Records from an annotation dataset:
————
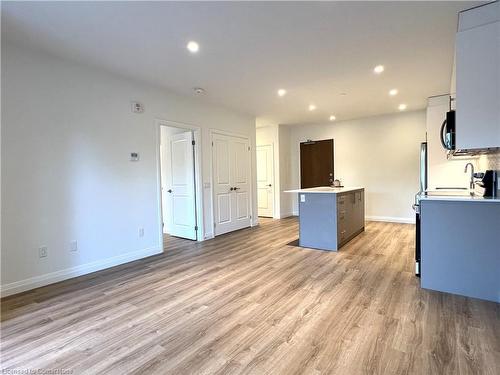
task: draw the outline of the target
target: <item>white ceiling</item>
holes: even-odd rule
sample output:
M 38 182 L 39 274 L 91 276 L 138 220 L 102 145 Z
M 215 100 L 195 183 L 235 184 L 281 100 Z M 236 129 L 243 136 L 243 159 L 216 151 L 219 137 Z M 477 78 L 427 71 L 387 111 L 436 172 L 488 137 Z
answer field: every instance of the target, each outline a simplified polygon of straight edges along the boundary
M 204 100 L 278 123 L 313 123 L 419 109 L 448 92 L 457 13 L 476 4 L 3 2 L 2 34 L 178 93 L 203 87 Z

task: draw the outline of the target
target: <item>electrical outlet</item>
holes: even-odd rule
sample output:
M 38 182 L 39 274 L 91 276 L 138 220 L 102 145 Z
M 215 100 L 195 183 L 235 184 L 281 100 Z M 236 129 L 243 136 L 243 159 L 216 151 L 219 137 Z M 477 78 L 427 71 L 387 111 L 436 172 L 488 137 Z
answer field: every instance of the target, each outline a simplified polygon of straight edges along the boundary
M 39 258 L 46 258 L 49 255 L 49 250 L 47 246 L 40 246 L 38 248 L 38 257 Z

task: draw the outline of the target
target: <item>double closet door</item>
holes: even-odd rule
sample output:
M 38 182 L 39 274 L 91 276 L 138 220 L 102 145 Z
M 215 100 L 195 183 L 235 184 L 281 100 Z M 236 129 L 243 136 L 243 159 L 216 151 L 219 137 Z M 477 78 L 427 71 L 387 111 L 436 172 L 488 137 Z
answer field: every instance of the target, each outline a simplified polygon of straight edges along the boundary
M 246 138 L 212 134 L 215 235 L 250 226 L 250 150 Z

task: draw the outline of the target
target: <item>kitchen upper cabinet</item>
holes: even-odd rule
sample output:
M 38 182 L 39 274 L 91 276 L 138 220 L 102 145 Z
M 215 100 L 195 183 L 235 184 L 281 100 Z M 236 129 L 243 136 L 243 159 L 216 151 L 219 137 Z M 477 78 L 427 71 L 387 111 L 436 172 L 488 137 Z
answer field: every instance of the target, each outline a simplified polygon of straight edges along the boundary
M 456 81 L 456 148 L 500 147 L 498 2 L 460 13 Z

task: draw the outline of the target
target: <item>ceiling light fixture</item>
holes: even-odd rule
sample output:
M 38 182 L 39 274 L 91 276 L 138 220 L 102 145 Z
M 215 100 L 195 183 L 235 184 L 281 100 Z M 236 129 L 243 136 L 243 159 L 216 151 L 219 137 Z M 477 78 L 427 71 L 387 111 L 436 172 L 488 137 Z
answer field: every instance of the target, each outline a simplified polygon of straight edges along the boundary
M 196 43 L 195 41 L 191 40 L 186 48 L 189 50 L 189 52 L 191 53 L 196 53 L 200 50 L 200 45 L 198 43 Z
M 286 90 L 285 89 L 279 89 L 278 90 L 278 96 L 285 96 L 286 95 Z

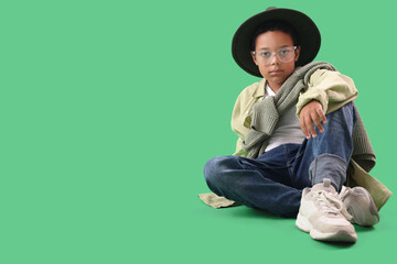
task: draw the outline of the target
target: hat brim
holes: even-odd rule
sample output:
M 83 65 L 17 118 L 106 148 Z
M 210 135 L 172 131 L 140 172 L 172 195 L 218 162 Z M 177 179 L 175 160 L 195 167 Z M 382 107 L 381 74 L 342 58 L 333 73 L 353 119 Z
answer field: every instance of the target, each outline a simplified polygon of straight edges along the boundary
M 292 26 L 300 38 L 301 52 L 297 66 L 314 59 L 321 45 L 321 35 L 315 23 L 304 13 L 292 9 L 271 9 L 258 13 L 245 21 L 236 31 L 232 41 L 232 54 L 235 62 L 248 74 L 262 77 L 250 55 L 250 41 L 258 26 L 271 20 L 280 20 Z

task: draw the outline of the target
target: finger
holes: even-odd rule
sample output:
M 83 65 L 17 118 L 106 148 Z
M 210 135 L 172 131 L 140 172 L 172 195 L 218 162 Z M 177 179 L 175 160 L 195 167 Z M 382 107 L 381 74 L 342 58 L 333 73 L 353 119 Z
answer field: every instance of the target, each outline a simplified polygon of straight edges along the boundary
M 305 120 L 305 127 L 307 127 L 307 130 L 310 132 L 310 134 L 313 136 L 313 138 L 316 138 L 316 133 L 315 133 L 315 130 L 314 130 L 314 125 L 313 125 L 313 120 L 312 118 L 309 116 L 309 118 Z
M 324 128 L 322 127 L 321 122 L 320 122 L 320 117 L 318 116 L 316 112 L 313 112 L 311 114 L 311 118 L 315 124 L 315 127 L 318 128 L 318 130 L 320 131 L 320 133 L 323 133 L 324 132 Z
M 309 140 L 310 139 L 310 134 L 308 132 L 308 129 L 305 127 L 305 121 L 304 121 L 305 117 L 304 114 L 301 114 L 301 118 L 299 119 L 299 123 L 300 123 L 300 127 L 301 127 L 301 130 L 303 132 L 303 135 Z
M 326 117 L 325 117 L 324 111 L 322 109 L 318 109 L 316 112 L 318 112 L 319 117 L 321 118 L 321 121 L 323 123 L 326 123 Z

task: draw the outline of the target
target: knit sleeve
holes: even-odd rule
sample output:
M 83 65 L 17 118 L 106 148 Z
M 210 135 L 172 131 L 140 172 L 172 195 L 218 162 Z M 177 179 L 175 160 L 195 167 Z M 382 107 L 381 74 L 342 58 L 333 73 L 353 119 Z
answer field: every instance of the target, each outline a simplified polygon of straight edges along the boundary
M 318 69 L 301 92 L 297 103 L 297 117 L 302 108 L 312 100 L 318 100 L 325 113 L 335 111 L 358 96 L 353 80 L 339 72 Z

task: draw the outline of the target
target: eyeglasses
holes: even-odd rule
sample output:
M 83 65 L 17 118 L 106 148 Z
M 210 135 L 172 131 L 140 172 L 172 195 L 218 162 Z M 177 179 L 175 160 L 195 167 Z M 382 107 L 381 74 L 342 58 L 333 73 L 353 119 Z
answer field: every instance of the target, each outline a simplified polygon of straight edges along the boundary
M 281 63 L 289 63 L 294 58 L 294 51 L 297 50 L 297 46 L 287 46 L 281 47 L 277 52 L 270 52 L 262 50 L 260 52 L 253 52 L 253 54 L 256 56 L 256 59 L 261 65 L 269 65 L 271 64 L 271 61 L 273 59 L 273 56 L 277 55 L 278 59 Z

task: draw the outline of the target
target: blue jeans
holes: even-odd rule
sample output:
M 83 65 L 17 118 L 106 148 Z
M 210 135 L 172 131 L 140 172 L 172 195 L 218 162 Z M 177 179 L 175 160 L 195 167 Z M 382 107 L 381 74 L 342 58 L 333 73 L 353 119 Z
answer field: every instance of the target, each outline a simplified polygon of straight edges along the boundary
M 326 114 L 324 133 L 302 144 L 285 144 L 256 160 L 218 156 L 204 166 L 212 191 L 245 206 L 281 217 L 296 217 L 302 189 L 330 178 L 340 190 L 353 153 L 352 133 L 357 116 L 353 103 Z

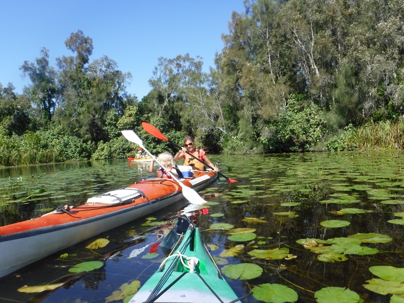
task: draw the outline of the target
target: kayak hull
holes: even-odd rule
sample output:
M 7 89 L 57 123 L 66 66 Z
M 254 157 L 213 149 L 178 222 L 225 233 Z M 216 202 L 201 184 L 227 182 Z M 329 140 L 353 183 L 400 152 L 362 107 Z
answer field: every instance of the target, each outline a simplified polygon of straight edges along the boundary
M 205 179 L 193 185 L 189 183 L 190 179 L 183 183 L 198 190 L 217 176 L 204 173 L 200 177 Z M 50 214 L 0 227 L 0 277 L 184 197 L 181 187 L 172 180 L 143 180 L 128 188 L 141 191 L 145 197 L 139 196 L 124 205 L 85 204 L 72 209 L 76 212 L 74 214 Z
M 197 228 L 194 228 L 193 232 L 190 230 L 186 231 L 181 244 L 178 248 L 174 248 L 173 254 L 177 251 L 186 257 L 198 260 L 195 272 L 189 272 L 189 270 L 182 265 L 179 257 L 169 259 L 163 269 L 159 268 L 150 277 L 129 303 L 155 301 L 154 300 L 165 302 L 219 302 L 217 296 L 223 302 L 240 301 L 214 261 L 207 254 Z M 185 259 L 184 257 L 183 261 Z

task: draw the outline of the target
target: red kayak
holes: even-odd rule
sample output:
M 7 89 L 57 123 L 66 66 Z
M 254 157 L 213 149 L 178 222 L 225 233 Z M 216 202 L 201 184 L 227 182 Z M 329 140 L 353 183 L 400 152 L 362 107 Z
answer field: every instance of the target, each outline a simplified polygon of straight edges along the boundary
M 197 191 L 218 176 L 213 171 L 195 172 L 181 182 Z M 175 181 L 147 179 L 90 198 L 82 205 L 0 227 L 0 277 L 183 197 Z

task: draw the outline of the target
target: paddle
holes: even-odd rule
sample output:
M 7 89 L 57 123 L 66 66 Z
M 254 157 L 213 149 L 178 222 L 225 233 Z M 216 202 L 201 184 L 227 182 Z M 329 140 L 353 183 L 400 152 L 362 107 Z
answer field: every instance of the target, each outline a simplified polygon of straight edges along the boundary
M 190 203 L 192 203 L 192 204 L 200 205 L 201 204 L 206 202 L 206 201 L 204 200 L 204 199 L 203 199 L 201 196 L 198 194 L 197 192 L 195 191 L 195 190 L 190 187 L 188 187 L 186 185 L 182 184 L 182 183 L 180 182 L 180 181 L 171 173 L 171 172 L 164 167 L 164 166 L 160 163 L 159 160 L 156 159 L 155 156 L 152 155 L 152 154 L 150 154 L 150 152 L 146 149 L 146 147 L 145 147 L 143 145 L 143 142 L 142 140 L 139 137 L 137 136 L 137 135 L 136 135 L 133 130 L 122 130 L 122 133 L 124 136 L 129 141 L 133 142 L 133 143 L 135 143 L 142 148 L 146 153 L 150 155 L 150 157 L 155 160 L 155 161 L 156 161 L 157 164 L 160 165 L 160 167 L 167 172 L 171 176 L 171 178 L 177 181 L 180 186 L 182 187 L 182 194 L 184 195 L 184 196 L 188 201 L 189 201 Z
M 168 142 L 169 143 L 171 143 L 174 146 L 175 146 L 175 147 L 176 147 L 176 148 L 177 148 L 178 149 L 180 149 L 181 148 L 180 146 L 179 146 L 178 145 L 177 145 L 176 144 L 175 144 L 172 141 L 171 141 L 170 140 L 169 140 L 167 138 L 166 138 L 166 137 L 165 137 L 164 135 L 162 133 L 161 133 L 161 132 L 160 132 L 160 130 L 157 129 L 156 127 L 153 126 L 152 124 L 149 124 L 148 123 L 147 123 L 146 122 L 142 122 L 142 126 L 143 127 L 143 128 L 144 129 L 144 130 L 145 130 L 146 132 L 147 132 L 148 133 L 149 133 L 152 136 L 154 136 L 155 137 L 156 137 L 158 139 L 160 139 L 161 140 L 166 140 L 167 142 Z M 208 164 L 207 164 L 206 162 L 205 162 L 205 161 L 201 161 L 198 157 L 195 157 L 192 154 L 190 154 L 190 153 L 188 153 L 187 150 L 186 152 L 186 153 L 188 155 L 189 155 L 189 156 L 192 157 L 192 158 L 194 158 L 194 159 L 195 159 L 197 160 L 198 160 L 199 162 L 205 164 L 206 166 L 207 166 L 209 168 L 211 168 L 212 169 L 214 169 L 214 168 L 213 167 L 212 167 L 211 166 L 210 166 Z M 220 172 L 218 172 L 218 174 L 219 174 L 219 175 L 222 176 L 222 177 L 223 177 L 223 178 L 226 178 L 226 179 L 227 179 L 227 181 L 228 181 L 230 183 L 233 183 L 233 182 L 238 182 L 237 180 L 234 180 L 234 179 L 230 179 L 230 178 L 228 178 L 227 177 L 226 177 L 226 176 L 223 175 Z

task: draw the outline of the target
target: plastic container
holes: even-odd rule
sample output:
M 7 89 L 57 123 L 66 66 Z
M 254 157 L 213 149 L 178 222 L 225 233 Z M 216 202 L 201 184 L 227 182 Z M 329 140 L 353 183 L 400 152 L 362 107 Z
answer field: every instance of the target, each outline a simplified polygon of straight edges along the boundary
M 189 165 L 178 165 L 178 168 L 182 173 L 184 178 L 192 178 L 193 177 L 193 171 L 192 168 Z

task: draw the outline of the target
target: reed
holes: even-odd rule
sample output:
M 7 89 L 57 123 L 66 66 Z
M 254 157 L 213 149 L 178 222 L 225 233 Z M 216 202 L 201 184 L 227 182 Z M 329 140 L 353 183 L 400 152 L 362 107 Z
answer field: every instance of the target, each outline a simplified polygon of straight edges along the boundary
M 404 122 L 401 120 L 371 121 L 353 130 L 345 143 L 348 149 L 361 150 L 401 149 L 404 148 L 403 134 Z

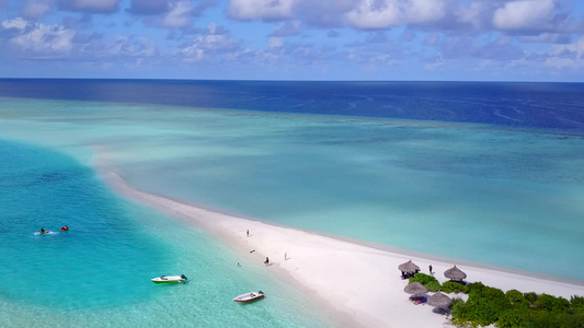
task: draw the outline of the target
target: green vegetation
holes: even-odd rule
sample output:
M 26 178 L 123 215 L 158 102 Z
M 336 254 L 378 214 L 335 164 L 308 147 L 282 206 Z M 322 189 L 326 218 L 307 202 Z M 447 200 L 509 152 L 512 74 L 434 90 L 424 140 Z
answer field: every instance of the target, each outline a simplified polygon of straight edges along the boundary
M 428 276 L 424 273 L 415 273 L 414 277 L 410 278 L 410 283 L 415 282 L 415 281 L 425 285 L 428 289 L 428 291 L 433 293 L 440 290 L 440 283 L 433 276 Z
M 444 284 L 432 276 L 416 273 L 417 281 L 431 292 L 468 293 L 468 301 L 453 300 L 451 321 L 462 327 L 494 325 L 500 328 L 584 328 L 584 297 L 570 301 L 548 294 L 522 293 L 486 286 L 481 282 L 463 285 L 447 281 Z
M 499 289 L 482 283 L 468 286 L 469 298 L 453 302 L 453 324 L 501 328 L 584 328 L 584 297 L 571 301 L 548 294 L 525 293 Z

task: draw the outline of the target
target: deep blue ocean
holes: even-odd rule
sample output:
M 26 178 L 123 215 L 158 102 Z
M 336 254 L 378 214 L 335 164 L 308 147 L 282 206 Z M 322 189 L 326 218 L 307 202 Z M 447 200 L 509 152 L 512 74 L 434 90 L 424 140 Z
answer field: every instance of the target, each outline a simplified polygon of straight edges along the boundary
M 0 96 L 584 130 L 584 83 L 0 79 Z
————
Write out the records from their beginning through the line containing "M 246 138 L", including that line. Leave the pictures out.

(Exercise response)
task: draw the outline of the target
target: <item>white ceiling</item>
holes: even-odd rule
sample output:
M 38 182 L 39 274 L 91 276 L 138 220 L 102 145 Z
M 215 100 L 195 183 L 235 184 L 281 100 Z M 236 129 L 243 136 L 243 159 L 216 151 L 219 137 Z M 477 78 L 427 71 L 387 111 L 436 172 L 488 137 Z
answer field: every instance of the target, each outline a simplified polygon of straight edges along the boundary
M 204 100 L 278 123 L 313 123 L 419 109 L 448 92 L 457 13 L 476 4 L 3 2 L 2 34 L 178 93 L 203 87 Z

task: draw the outline of the target
target: <item>electrical outlet</item>
holes: even-odd rule
sample output:
M 38 182 L 39 274 L 91 276 L 138 220 L 102 145 Z
M 215 100 L 195 183 L 235 184 L 281 100 Z M 236 129 L 243 136 L 243 159 L 216 151 L 219 137 Z M 477 78 L 427 71 L 387 111 L 436 172 L 488 137 Z
answer field: every instance of the target, each outline a simplified polygon of straight edges along the boundary
M 39 258 L 46 258 L 49 255 L 49 250 L 47 246 L 40 246 L 38 248 L 38 257 Z

task: draw the outline of the target
target: <item>double closet door</item>
holes: even-odd rule
sample output:
M 38 182 L 39 274 L 91 276 L 138 220 L 102 145 Z
M 215 100 L 195 183 L 235 184 L 281 100 Z M 236 129 L 243 136 L 243 159 L 216 151 L 219 137 Z M 477 78 L 427 71 L 387 111 L 436 172 L 488 137 Z
answer field: every instance of the target, each outline a simplified polygon of straight edges along the boundary
M 246 138 L 212 134 L 215 235 L 250 226 L 250 150 Z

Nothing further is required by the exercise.